Your answer must be the records below, given again exactly, with no pictures in it.

[Provided records]
==============================
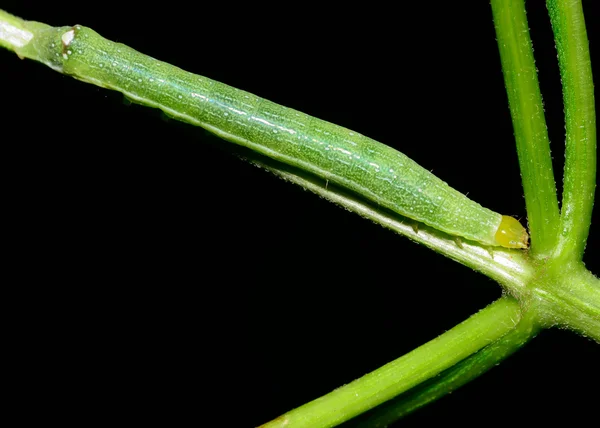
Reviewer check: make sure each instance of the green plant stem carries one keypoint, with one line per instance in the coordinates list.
(570, 298)
(533, 148)
(570, 34)
(453, 378)
(342, 404)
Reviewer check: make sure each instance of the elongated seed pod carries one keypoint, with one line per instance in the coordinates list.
(339, 155)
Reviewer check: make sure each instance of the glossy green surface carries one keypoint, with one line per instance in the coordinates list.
(334, 153)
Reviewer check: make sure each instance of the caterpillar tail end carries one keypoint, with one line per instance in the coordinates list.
(511, 234)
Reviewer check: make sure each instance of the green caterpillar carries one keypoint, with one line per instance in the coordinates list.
(339, 155)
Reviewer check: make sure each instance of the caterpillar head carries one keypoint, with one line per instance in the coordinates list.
(511, 234)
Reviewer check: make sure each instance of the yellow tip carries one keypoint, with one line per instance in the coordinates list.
(511, 234)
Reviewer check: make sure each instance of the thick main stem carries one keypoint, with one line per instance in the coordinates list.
(531, 135)
(570, 34)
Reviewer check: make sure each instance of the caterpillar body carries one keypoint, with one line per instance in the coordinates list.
(337, 154)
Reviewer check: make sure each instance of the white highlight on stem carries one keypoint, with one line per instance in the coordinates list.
(13, 35)
(67, 38)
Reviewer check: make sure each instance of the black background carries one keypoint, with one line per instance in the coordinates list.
(162, 279)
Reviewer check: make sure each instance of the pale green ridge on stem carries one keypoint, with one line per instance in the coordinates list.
(342, 404)
(531, 135)
(453, 378)
(509, 267)
(336, 154)
(568, 24)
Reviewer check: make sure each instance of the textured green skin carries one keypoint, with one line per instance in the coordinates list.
(332, 152)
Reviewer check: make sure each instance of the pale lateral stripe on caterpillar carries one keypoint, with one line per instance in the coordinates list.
(352, 160)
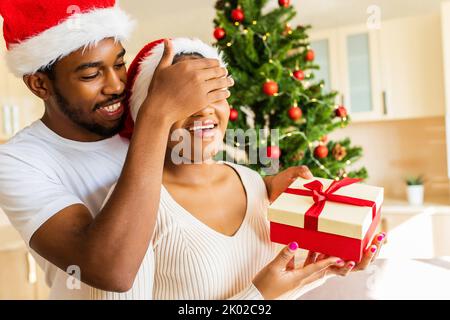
==============================
[Exercise solution]
Reviewer check: make sure each instance of the green plant stem carries one keypoint, with one line per instance in the coordinates list.
(570, 298)
(533, 148)
(570, 34)
(453, 378)
(342, 404)
Reviewer check: make sure each instance of the elongated seed pod carries one keypoint, with one line per instance in the coordinates list.
(339, 155)
Reviewer check: make sure each instance of the glossy green surface carries one keypoint, with one line per instance in the coordinates list.
(334, 153)
Reviewer check: make sure each instance of the caterpillar tail end carries one keypoint, with one line per instance in the coordinates list.
(511, 234)
Reviewer check: make sure each instance of the green caterpillar carries one keypoint, with one line per instance in the coordinates list.
(339, 155)
Reviewer check: make sure each instance of the caterpillar head carries one keypoint, with one line per instance in the coordinates list.
(511, 234)
Reviewer check: make sure each instance of the yellow tip carries one keypoint, with one line per instance in the coordinates list.
(511, 234)
Reviewer check: make sure each instance of the thick main stem carries one keypoint, with one line per instance in the coordinates list.
(531, 135)
(570, 34)
Reviewer check: make sure each instance of the caterpillar body carries one keypoint, with one line per instance in the coordinates list.
(337, 154)
Reviewer check: make sure each instance of the white highlight on stem carries one keypoint, with one line per instance in the coordinates list.
(13, 35)
(67, 38)
Reviewer check: make sure each instance of the black background carries one keypoint, with one line per instance in the coordinates list.
(162, 279)
Reviewer check: make sure each instance of the pale green ridge on stem carries one keypoint, with one line per instance in the coordinates list.
(342, 404)
(531, 135)
(453, 378)
(509, 267)
(336, 154)
(568, 24)
Reviewer check: make sure each instance of the textured green skin carries one keypoint, with one line per instance in the coordinates list.
(332, 152)
Reviewer check: make sure each instance of the pale lateral stripe on caterpillar carries one keypoint, with one line per instance in the coordinates list.
(352, 160)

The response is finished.